_Task to complete_
Reproduce each entry exactly as written.

_Data shown_
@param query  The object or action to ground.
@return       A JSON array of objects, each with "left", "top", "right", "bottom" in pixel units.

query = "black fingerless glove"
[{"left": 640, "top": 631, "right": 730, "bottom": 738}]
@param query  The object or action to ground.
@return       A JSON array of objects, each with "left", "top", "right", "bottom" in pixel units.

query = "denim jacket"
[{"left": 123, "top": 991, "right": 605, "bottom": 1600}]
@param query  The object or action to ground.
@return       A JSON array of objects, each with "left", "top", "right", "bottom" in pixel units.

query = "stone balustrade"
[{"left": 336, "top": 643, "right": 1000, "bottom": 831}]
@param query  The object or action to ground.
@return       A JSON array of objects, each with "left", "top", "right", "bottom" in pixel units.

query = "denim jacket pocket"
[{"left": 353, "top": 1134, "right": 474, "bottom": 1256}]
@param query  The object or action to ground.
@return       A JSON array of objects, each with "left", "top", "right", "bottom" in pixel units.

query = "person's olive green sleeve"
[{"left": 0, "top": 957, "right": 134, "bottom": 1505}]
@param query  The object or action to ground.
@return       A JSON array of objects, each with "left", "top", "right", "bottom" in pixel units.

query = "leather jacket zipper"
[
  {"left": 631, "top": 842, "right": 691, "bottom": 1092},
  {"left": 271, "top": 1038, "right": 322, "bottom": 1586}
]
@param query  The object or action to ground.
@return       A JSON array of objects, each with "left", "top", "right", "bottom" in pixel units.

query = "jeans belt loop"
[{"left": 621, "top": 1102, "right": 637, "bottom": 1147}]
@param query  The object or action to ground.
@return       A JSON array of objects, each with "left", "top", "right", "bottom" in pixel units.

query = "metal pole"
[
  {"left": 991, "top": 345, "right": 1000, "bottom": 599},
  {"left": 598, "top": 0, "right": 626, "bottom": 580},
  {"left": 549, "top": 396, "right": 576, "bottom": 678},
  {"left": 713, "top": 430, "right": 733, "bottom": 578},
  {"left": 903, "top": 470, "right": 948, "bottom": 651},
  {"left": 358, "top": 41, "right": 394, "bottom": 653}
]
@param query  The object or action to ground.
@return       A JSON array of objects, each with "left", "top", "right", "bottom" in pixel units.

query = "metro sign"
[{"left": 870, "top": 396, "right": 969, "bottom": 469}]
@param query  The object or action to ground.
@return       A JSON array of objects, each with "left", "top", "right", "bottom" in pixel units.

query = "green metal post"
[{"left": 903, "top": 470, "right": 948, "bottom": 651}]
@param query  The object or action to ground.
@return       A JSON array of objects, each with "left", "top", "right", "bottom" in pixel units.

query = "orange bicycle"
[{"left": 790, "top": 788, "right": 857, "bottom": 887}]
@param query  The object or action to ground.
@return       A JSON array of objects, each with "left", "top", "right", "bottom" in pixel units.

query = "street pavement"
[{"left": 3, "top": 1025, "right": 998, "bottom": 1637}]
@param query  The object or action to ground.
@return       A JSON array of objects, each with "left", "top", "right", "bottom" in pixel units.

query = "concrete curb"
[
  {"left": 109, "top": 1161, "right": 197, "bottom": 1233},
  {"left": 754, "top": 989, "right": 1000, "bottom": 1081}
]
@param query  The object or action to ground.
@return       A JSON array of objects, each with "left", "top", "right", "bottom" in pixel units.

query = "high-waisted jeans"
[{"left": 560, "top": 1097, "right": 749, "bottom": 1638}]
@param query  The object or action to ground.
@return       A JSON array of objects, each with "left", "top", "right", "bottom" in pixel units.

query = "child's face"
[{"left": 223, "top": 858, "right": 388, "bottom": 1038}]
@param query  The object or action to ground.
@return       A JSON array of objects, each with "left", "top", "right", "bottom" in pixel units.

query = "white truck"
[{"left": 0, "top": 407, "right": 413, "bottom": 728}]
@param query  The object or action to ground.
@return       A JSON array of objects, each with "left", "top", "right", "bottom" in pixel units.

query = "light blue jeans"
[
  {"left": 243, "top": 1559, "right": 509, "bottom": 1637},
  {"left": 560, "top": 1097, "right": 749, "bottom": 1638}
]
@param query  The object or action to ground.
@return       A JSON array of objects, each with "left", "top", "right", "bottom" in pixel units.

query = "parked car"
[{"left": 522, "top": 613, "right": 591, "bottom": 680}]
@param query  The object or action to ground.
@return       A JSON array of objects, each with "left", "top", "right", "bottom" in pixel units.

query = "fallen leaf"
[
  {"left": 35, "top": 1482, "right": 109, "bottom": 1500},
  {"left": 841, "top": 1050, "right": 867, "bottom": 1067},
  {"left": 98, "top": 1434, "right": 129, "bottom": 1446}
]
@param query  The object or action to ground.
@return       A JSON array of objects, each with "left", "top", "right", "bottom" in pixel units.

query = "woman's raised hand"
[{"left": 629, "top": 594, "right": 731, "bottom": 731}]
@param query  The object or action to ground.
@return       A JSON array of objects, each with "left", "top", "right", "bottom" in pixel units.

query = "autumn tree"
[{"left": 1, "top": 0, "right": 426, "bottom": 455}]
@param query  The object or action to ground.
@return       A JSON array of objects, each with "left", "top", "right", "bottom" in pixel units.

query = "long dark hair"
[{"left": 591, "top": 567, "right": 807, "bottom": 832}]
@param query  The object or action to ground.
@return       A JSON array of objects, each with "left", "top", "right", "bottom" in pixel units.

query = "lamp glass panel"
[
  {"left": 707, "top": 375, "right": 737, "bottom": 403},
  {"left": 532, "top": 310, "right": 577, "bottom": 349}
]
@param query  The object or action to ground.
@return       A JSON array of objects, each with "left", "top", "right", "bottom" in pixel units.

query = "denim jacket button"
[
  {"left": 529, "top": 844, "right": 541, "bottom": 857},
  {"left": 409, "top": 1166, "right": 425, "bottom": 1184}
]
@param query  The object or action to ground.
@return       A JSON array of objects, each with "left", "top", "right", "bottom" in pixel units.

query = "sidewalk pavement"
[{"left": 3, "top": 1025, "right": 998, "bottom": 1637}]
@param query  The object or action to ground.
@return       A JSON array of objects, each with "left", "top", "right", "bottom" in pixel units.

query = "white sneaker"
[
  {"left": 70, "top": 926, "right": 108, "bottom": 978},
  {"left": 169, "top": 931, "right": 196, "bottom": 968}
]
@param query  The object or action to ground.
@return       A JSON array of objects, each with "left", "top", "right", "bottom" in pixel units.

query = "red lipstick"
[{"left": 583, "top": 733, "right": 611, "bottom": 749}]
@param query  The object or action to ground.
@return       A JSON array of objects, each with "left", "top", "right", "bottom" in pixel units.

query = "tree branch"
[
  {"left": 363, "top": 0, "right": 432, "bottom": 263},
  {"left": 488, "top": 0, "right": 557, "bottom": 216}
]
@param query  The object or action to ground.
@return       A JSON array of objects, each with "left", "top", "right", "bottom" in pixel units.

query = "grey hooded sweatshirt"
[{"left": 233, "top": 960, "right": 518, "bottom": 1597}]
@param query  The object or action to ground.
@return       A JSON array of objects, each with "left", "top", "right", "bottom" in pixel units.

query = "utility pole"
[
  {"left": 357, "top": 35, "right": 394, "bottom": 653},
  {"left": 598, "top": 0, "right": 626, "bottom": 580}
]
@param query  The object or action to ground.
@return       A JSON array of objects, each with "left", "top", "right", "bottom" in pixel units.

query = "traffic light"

_Solution to this problem_
@param query  The object or action to ground.
@return       A JSON array of objects, each with "left", "top", "right", "bottom" in pixel units.

query = "black fingerless glove"
[{"left": 640, "top": 631, "right": 730, "bottom": 738}]
@param query  The object or action to ground.
@return       A JSON array of objects, each with "left", "top", "right", "bottom" in pixel units.

query = "denim jacket"
[{"left": 123, "top": 991, "right": 605, "bottom": 1600}]
@param query  The object or action to ground.
@return       A JSON array of objects, each with "left", "top", "right", "bottom" in pixel units.

query = "stone balustrade"
[{"left": 336, "top": 643, "right": 1000, "bottom": 831}]
@param query  The object or action to ground.
@return       A JSON array of objects, each with "left", "top", "right", "bottom" in pixel units.

query = "denim jacket pocket"
[{"left": 353, "top": 1134, "right": 474, "bottom": 1256}]
@param query  The object or action to ground.
@return       A JSON array of objects, each with "left", "top", "right", "bottom" in pixel units.

query = "person's olive green sleeve"
[{"left": 0, "top": 957, "right": 134, "bottom": 1505}]
@param query  The object or action to ground.
@return       A JSON array of objects, each with "left", "top", "right", "bottom" in pixel units.

query = "leather jacket zipper"
[
  {"left": 631, "top": 842, "right": 691, "bottom": 1092},
  {"left": 271, "top": 1038, "right": 322, "bottom": 1586}
]
@param query  The object or action to ground.
@return       A JSON array of objects, each with "left", "top", "right", "bottom" in pixel units.

query = "jeans belt loop"
[{"left": 621, "top": 1102, "right": 637, "bottom": 1147}]
@param query  The object or action to ground.
@return       A JSON array of objects, each with "left", "top", "right", "bottom" in pixel units.

query = "metal pole"
[
  {"left": 991, "top": 345, "right": 1000, "bottom": 599},
  {"left": 598, "top": 0, "right": 626, "bottom": 580},
  {"left": 549, "top": 396, "right": 576, "bottom": 678},
  {"left": 713, "top": 430, "right": 733, "bottom": 578},
  {"left": 903, "top": 470, "right": 948, "bottom": 651},
  {"left": 358, "top": 41, "right": 394, "bottom": 653}
]
@param query  The object or action to ground.
@return       A JSON array of objects, each with "left", "top", "right", "bottom" in pixel units.

query = "metro sign"
[{"left": 870, "top": 396, "right": 969, "bottom": 469}]
@param query  The object or action to ground.
@return       A JSON array of objects, each with "left", "top", "right", "bottom" in pixel units.

query = "green metal post"
[{"left": 903, "top": 470, "right": 948, "bottom": 651}]
@param query  The object or action to ground.
@return       A JSON array of objects, each with "left", "top", "right", "bottom" in pixel units.

query = "orange bicycle"
[{"left": 790, "top": 788, "right": 857, "bottom": 887}]
@param query  The object or action to ground.
@return       A JSON array of objects, each with "left", "top", "right", "bottom" in pixel units.

query = "street pavement"
[{"left": 3, "top": 1025, "right": 998, "bottom": 1637}]
@param query  The object or action to ground.
@return       A JSON array of objects, each with "left", "top", "right", "bottom" in pixel units.

query = "concrete curb"
[
  {"left": 109, "top": 1161, "right": 197, "bottom": 1233},
  {"left": 754, "top": 989, "right": 1000, "bottom": 1081}
]
@param query  The object or action to ground.
@return       A JSON array of objects, each with "left", "top", "right", "bottom" in pixel units.

query = "high-waisted jeans"
[{"left": 560, "top": 1097, "right": 749, "bottom": 1638}]
@param query  The object or action to ground.
@return       A JSON array of objects, each with "left", "top", "right", "bottom" in pixel units.

query = "child's face"
[{"left": 223, "top": 858, "right": 388, "bottom": 1038}]
@param query  The object or action to ground.
@return       A JSON array of objects, each with "left", "top", "right", "bottom" in pixel units.

query = "white truck"
[{"left": 0, "top": 407, "right": 413, "bottom": 728}]
@param query  The object or action to ground.
@return       A JSON array of objects, each with "left", "top", "right", "bottom" in pixel units.

query = "light blue jeans"
[
  {"left": 243, "top": 1559, "right": 509, "bottom": 1637},
  {"left": 560, "top": 1097, "right": 749, "bottom": 1638}
]
@param query  The object or action to ground.
@return       A JSON array of objects, each with "left", "top", "right", "bottom" in pixel units.

query = "parked car"
[{"left": 522, "top": 613, "right": 591, "bottom": 680}]
@param query  The object or action to ground.
@return       A JSON array of objects, each with "left", "top", "right", "bottom" in pixel units.

query = "fallen leaf"
[
  {"left": 35, "top": 1482, "right": 109, "bottom": 1500},
  {"left": 841, "top": 1050, "right": 867, "bottom": 1067},
  {"left": 98, "top": 1434, "right": 129, "bottom": 1446}
]
@param query  The object or action to ground.
@return       A JSON array of objects, each with "left", "top", "right", "bottom" in pixel units.

query = "woman's raised hand"
[{"left": 629, "top": 594, "right": 731, "bottom": 731}]
@param query  The object or action to ground.
@return       A JSON array of objects, each with "left", "top", "right", "bottom" in pixel units.

query = "autumn tree"
[{"left": 1, "top": 0, "right": 426, "bottom": 455}]
@param query  The object or action to ground.
@return       A JSON array of objects, each with "left", "top", "right", "bottom" in pixel units.

query = "long dark hair"
[{"left": 591, "top": 567, "right": 807, "bottom": 832}]
@param query  The object or action to ground.
@return       A JSON array of objects, each with "left", "top", "right", "bottom" in pixel units.

query = "lamp glass panel"
[
  {"left": 707, "top": 375, "right": 737, "bottom": 403},
  {"left": 532, "top": 310, "right": 577, "bottom": 349}
]
@param query  The object or action to ground.
@return       A JSON array of objects, each with "left", "top", "right", "bottom" in pixel units.

query = "denim jacket button"
[
  {"left": 529, "top": 844, "right": 541, "bottom": 857},
  {"left": 409, "top": 1166, "right": 425, "bottom": 1184}
]
@param query  The object or action to ground.
@return       A JSON array of objects, each with "left", "top", "right", "bottom" in pixel units.

query = "sidewalk pavement"
[{"left": 3, "top": 1025, "right": 998, "bottom": 1637}]
@param query  The object or action to ground.
@return       A JSON array of objects, each with "left", "top", "right", "bottom" in pixel units.

query = "white sneaker"
[
  {"left": 70, "top": 926, "right": 108, "bottom": 978},
  {"left": 169, "top": 931, "right": 196, "bottom": 968}
]
@param query  The object or action to ground.
@return       A JSON array of objects, each with "left", "top", "right", "bottom" in pixel units.

query = "red lipstick"
[{"left": 583, "top": 733, "right": 611, "bottom": 749}]
@param query  The object or action to ground.
@return       A JSON array of objects, each with "left", "top", "right", "bottom" in pixel units.

query = "tree branch"
[
  {"left": 363, "top": 0, "right": 432, "bottom": 263},
  {"left": 488, "top": 0, "right": 557, "bottom": 216}
]
@param query  The object or action to ground.
@return       A JSON array of objects, each with "left", "top", "right", "bottom" in pixel units.

query = "grey hooded sweatshirt"
[{"left": 233, "top": 960, "right": 518, "bottom": 1597}]
@param query  The object or action to ground.
@return       A JSON array of objects, each with "left", "top", "right", "bottom" in pixel units.

query = "utility pole"
[
  {"left": 357, "top": 35, "right": 394, "bottom": 653},
  {"left": 598, "top": 0, "right": 626, "bottom": 580}
]
@param query  The object or action to ground.
@return       A JSON array of objects, each with "left", "top", "right", "bottom" in pixel units.

query = "traffic light"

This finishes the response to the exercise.